**DIRECTIONS:** For the word "instance", search the records and show each line in which it occurs.

══════════════════════════════

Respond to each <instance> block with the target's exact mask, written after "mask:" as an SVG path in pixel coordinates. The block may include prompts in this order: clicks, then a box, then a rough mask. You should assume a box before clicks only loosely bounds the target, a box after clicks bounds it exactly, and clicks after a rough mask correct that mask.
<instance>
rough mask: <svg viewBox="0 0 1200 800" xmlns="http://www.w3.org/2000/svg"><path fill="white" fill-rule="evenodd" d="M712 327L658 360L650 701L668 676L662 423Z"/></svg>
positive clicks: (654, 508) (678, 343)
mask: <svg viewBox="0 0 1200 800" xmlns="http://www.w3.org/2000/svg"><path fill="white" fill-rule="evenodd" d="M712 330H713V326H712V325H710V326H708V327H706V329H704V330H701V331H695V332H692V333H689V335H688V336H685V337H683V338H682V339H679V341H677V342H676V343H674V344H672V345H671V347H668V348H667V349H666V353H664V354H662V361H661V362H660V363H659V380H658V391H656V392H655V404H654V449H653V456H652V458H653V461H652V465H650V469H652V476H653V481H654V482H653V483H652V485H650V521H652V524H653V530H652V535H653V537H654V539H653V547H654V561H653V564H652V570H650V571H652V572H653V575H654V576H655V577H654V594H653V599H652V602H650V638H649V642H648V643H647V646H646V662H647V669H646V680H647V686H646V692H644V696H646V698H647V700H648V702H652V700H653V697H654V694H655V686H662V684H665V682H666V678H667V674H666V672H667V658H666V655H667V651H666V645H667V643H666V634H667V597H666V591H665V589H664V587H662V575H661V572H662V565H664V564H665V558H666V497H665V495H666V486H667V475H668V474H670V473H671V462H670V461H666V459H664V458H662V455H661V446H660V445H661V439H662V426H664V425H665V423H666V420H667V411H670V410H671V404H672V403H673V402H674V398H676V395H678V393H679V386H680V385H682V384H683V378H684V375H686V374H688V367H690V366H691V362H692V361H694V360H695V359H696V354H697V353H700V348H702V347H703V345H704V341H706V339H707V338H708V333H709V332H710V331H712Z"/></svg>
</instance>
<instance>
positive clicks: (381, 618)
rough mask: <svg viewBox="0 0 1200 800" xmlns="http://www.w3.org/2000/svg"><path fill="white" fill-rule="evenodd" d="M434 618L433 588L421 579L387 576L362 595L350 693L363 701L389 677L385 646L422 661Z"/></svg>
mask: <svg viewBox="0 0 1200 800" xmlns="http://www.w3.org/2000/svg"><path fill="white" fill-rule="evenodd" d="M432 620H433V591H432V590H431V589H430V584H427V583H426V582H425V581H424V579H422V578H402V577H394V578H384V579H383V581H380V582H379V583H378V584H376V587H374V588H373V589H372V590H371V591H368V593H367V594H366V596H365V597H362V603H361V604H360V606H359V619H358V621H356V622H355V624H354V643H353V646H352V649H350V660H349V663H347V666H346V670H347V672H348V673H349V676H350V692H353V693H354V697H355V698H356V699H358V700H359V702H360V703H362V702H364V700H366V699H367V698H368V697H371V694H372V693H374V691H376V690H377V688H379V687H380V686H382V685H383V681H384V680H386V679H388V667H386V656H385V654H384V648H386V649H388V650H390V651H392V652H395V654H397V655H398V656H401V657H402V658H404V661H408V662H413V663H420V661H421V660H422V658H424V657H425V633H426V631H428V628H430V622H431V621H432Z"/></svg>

══════════════════════════════

**COMPLETED EXERCISE:**
Respond to each <instance> block with the target's exact mask, written after "mask:" as an SVG path in pixel coordinates. The block may include prompts in this order: clicks, then a box, then a rough mask. You should assume a box before clicks only loosely bounds the target, a box after clicks bounds it exactly, and clicks after a rough mask correct that mask.
<instance>
</instance>
<instance>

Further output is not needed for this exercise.